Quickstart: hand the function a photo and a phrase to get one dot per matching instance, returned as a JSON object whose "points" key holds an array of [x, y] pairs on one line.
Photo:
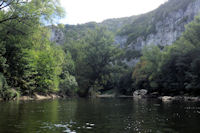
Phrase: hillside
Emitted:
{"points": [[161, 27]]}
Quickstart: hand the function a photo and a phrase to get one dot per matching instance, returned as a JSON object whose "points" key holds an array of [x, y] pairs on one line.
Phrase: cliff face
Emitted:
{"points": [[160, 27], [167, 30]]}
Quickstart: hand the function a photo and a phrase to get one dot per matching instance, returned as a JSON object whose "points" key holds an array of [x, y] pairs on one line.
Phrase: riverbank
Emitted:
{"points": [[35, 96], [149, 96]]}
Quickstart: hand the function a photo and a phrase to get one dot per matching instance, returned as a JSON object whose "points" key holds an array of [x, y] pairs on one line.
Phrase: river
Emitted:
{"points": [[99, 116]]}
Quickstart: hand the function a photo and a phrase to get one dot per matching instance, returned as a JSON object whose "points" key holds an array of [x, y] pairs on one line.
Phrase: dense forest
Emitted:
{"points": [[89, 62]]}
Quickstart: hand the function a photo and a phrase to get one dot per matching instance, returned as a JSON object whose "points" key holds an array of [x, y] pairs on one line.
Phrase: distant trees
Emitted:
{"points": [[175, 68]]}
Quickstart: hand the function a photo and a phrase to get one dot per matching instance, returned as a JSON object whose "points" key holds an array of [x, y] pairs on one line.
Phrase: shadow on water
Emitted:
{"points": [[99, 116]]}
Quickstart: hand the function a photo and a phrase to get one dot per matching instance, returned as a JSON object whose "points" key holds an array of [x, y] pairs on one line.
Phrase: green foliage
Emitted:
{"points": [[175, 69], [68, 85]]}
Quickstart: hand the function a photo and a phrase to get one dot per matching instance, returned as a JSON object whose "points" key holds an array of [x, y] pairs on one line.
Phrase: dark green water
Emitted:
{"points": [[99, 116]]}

______________________________

> Objective
Output every entry verbatim. Pictures do not belong in the copy.

> Written solution
Quickstart: hand the function a photo and a phrase to get one dot per matching instance, returned as a JSON object whose "points" key holds an array of [x, y] pairs on one line.
Photo:
Phrase: hillside
Emitted:
{"points": [[161, 27]]}
Quickstart: hand the function a photo and a phrase to get one dot per matching instance, returned as a JSON object whose "points" key holds an array of [x, y] pairs on one line.
Phrase: cliff face
Emitted:
{"points": [[160, 27], [167, 30]]}
Quickstart: hand the function a photo and a phrase to get one dot per matching instance, returned as a JSON object whose "points" key holds an array of [x, y] pairs on one line.
Phrase: riverbank
Emitted:
{"points": [[35, 96], [149, 96]]}
Quickstart: hand the function a photo and a phrase to get one dot per matching instance, returned as a JSON object whose "points" key holds an array of [x, y] pairs on one line.
Phrase: river
Emitted:
{"points": [[99, 116]]}
Quickstart: hand the function a photo and a phrase to get one dot per matching instance, returned as a JSON object whose "points" key holds an array of [x, y] pairs on one line.
Phrase: dense forest
Emitted:
{"points": [[89, 62]]}
Quickstart: hand the function a photo and a phrase to get one dot per matching instance, returned as a JSON object whose "points" key holds an array of [x, y] pairs on one line.
Phrase: distant trees
Emitted:
{"points": [[175, 68]]}
Quickstart: hand the function a photo and a phrase to get one dot per matching instance, returned as a JSON object whose "points" key holds an array of [x, y] pairs on one line.
Phrase: shadow on water
Emitted:
{"points": [[99, 116]]}
Quickstart: hand the function a photo and a phrase to get one dot per matching instance, returned as a JSON object whose "points" key holds an array of [x, y] pairs on one line.
Phrase: green foliage
Emitted:
{"points": [[175, 69], [68, 85]]}
Quickstart: hand the function a photo and a phrase to get one dot per matching instance, returned as a JSON object whose "points" key holds an array of [x, y] pairs on one line.
Phrase: dark green water
Emitted:
{"points": [[99, 116]]}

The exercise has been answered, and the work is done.